Each line containing the string "wall" should be copied out of the entries.

++++++++++++++++++++

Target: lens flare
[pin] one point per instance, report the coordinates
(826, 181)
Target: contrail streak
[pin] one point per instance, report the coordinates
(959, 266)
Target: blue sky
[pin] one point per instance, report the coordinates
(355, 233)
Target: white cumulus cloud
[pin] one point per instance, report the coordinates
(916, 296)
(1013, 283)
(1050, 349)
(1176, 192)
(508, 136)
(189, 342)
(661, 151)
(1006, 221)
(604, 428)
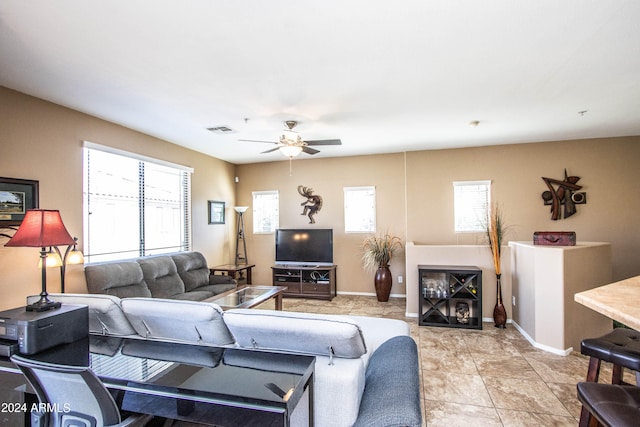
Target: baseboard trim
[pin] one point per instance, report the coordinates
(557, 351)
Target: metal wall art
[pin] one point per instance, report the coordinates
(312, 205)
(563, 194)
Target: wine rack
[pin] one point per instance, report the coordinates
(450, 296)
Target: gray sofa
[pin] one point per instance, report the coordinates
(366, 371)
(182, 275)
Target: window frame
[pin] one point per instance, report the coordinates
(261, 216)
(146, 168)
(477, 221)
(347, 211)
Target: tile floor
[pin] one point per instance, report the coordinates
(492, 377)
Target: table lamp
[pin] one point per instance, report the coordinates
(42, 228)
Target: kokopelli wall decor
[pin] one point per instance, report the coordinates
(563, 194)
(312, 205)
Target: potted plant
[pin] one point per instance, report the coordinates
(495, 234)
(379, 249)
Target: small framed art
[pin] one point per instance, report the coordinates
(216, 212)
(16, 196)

++++++++++++++++++++

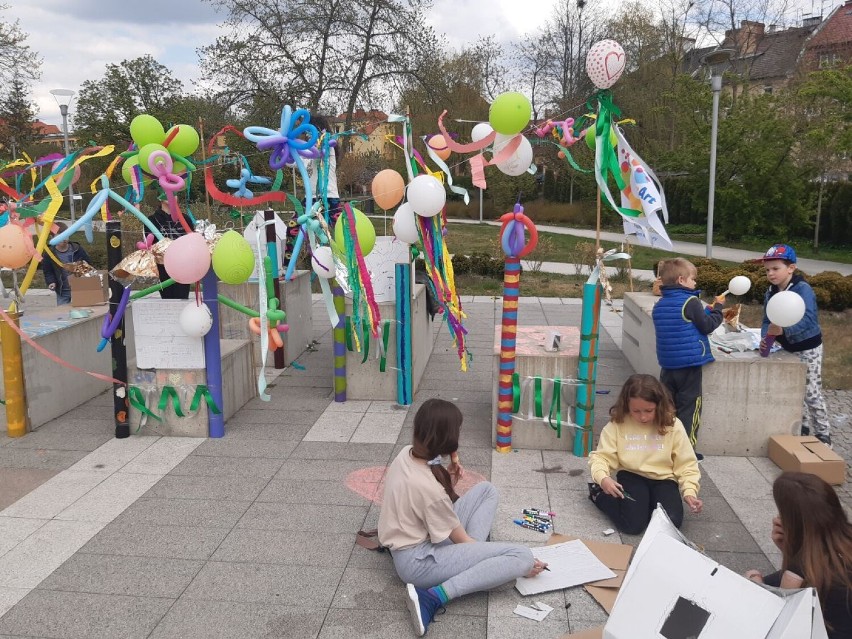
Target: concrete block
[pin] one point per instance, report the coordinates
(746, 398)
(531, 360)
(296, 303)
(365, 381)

++++++++++++++++++++

* _Answer to the problem_:
Target: metal wall art
Target: kokopelli wall decor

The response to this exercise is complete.